TEXT SHOWN:
The following starting materials: 4,6-difluoroindole-2-carboxylic acid (7) and 1-adamantylamine (15) were purchased from Fluorochem, while 2-aminobenzimidazole (11) was purchased from AlfaAesar. Benzimidazole-2-carboxylic acid (9), indazole-3-carboxylic acid (13), and 4-aminophenylacetic acid (19b) were purchased from AK Scientific. WIN55,212-2 and JWH-133 were purchased from Cayman Chemical. ¹H NMR and ¹³C NMR spectra were recorded on a Bruker Avance III spectrometer at 400 and 100 MHz, respectively, with TMS as an internal standard. Standard abbreviations indicating multiplicity were as follows: s = singlet, d = doublet, dd = doublet of doublets, t = triplet, q = quadruplet, m = multiplet and br = broad. HRMS experiments were carried out on a Thermo Scientific Q-Exactive Orbitrap mass spectrometer. TLC was performed on Analtech silica gel TLC plates (200 microns, 20 × 20 cm). Flash chromatography was conducted using a Teledyne Isco CombiFlash Rf system with RediSep columns or manually using SiliCycle SiliaFlash® P60 silica gels [40–63 μm (230–400 mesh)]. The final compounds were purified by preparative HPLC unless otherwise stated. The preparative HPLC employed an Omega 5 μm Polar C18 (21.2 × 150 mm) column, with detection at 254 and 280 nm on a Shimadzu SPD-20A detector, flow rate = 25.0 mL min⁻¹. Method 1: 40–100% acetonitrile/H₂O in 10 min; 100% acetonitrile in 15 min; 100–40% acetonitrile/H₂O in 10 min. Method 2: 50–100% acetonitrile/H₂O in 10 min; 100% acetonitrile in 15 min; 100–50% acetonitrile/H₂O in 10 min. Method 3: 60–100% acetonitrile/H₂O in 10 min; 100% acetonitrile in 15 min; 100–60% acetonitrile/H₂O in 10 min. Both solvents contained 0.05 vol% of trifluoroacetic acid (TFA). The purities of the final compounds were established by analytical HPLC, which was carried out using a Waters 1525 HPLC system with a Phenomenex 5 μm C18 (2) (150 × 4.6 mm), on a Waters 2487 dual wavelength detector. Analytical HPLC method: flow rate = 1 mL min⁻¹; gradient elution over 35 min. Gradient: 20–100% acetonitrile/H₂O in 15 min; 100% acetonitrile in 10 min; 100–20% acetonitrile/H₂O in 5 min. Both solvents incorporated 0.05 vol% of TFA. The purity of all tested compounds was at least 95% as determined by the method described above.

AIM OF THE TASK: According to the methods text, what instrument was used for the HRMS experiments? Please rely only on the methods text above.

PROVIDED DATA:
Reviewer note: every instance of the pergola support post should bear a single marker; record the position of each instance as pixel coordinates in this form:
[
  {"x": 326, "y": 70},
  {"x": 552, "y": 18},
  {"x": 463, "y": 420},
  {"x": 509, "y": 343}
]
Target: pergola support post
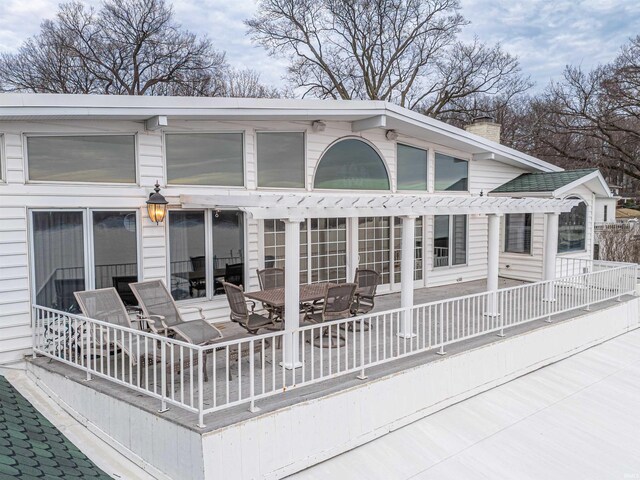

OUTPUT OF THE TASK: A Thermo Scientific Q-Exactive Orbitrap mass spectrometer.